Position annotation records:
[start]
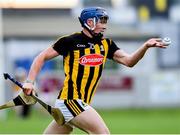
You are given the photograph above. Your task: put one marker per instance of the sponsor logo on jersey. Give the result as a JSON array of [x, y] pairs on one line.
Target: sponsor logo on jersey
[[91, 60], [80, 45]]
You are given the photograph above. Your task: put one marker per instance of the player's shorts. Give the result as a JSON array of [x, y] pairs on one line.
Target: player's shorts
[[71, 108]]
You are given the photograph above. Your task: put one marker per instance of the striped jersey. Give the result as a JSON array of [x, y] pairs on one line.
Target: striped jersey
[[83, 60]]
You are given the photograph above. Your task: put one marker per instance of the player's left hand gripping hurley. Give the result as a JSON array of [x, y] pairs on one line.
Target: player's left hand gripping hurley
[[23, 99]]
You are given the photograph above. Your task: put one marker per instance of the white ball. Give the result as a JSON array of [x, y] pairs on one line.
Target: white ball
[[166, 41]]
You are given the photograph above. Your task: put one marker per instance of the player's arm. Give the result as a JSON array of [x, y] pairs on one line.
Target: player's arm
[[36, 66], [130, 60]]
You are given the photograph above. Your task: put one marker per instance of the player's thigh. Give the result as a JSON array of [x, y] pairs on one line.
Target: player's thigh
[[54, 128], [91, 122]]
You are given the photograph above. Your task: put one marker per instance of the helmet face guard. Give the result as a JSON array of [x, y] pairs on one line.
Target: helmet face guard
[[97, 14]]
[end]
• **Task goal**: Write out every item above again with "hurling stick" substituted for each "hurley" and nothing else altered. Leave the pictures out.

• **Worked answer**:
You are given the photograph above. Your task: put one marker per instance of the sponsor logo on jersey. Give the result as a JSON array of [x, y] pairs on one line.
Target: sponsor logo on jersey
[[91, 60], [80, 45]]
You are given the photograph above. Your task: put one marker per instance of the player's shorts. Give the result as a JSON array of [x, y] pairs on one line.
Target: player's shorts
[[71, 108]]
You are given the photograph above. Your task: put one marker per instance of the striped jersey. Give the result as a JSON array of [x, y] pairs on one line.
Target: striped jersey
[[83, 60]]
You are given the photograph above. Your task: put one marker per instance of the player's left hand gripping hurling stick. Give the result as a JSON array of [x, y] pairs on one line.
Target: player's left hand gripping hurling stick
[[23, 99]]
You are given the photograph above. Your task: put one marker per instance of the white ball. Give the result as a JSON array of [x, y] pairs on one line.
Target: white ball
[[166, 41]]
You are given the photograph above. Your task: put one marker per instance of the player's arm. Give the result as a JSON array of [x, y] pairs on one line.
Target: player's arm
[[36, 66], [130, 60]]
You are given the photograph above. Your task: put one marker per instance of the player's thigh. Give the result as a JSON array of [x, y] pairs on one line.
Target: player's thigh
[[54, 128], [91, 122]]
You are given the photograph above. Your task: put one marker per instance of the helmet face guard. Give the result as a JSON array of [x, y] pairs on one line.
Target: helmet face guard
[[97, 14]]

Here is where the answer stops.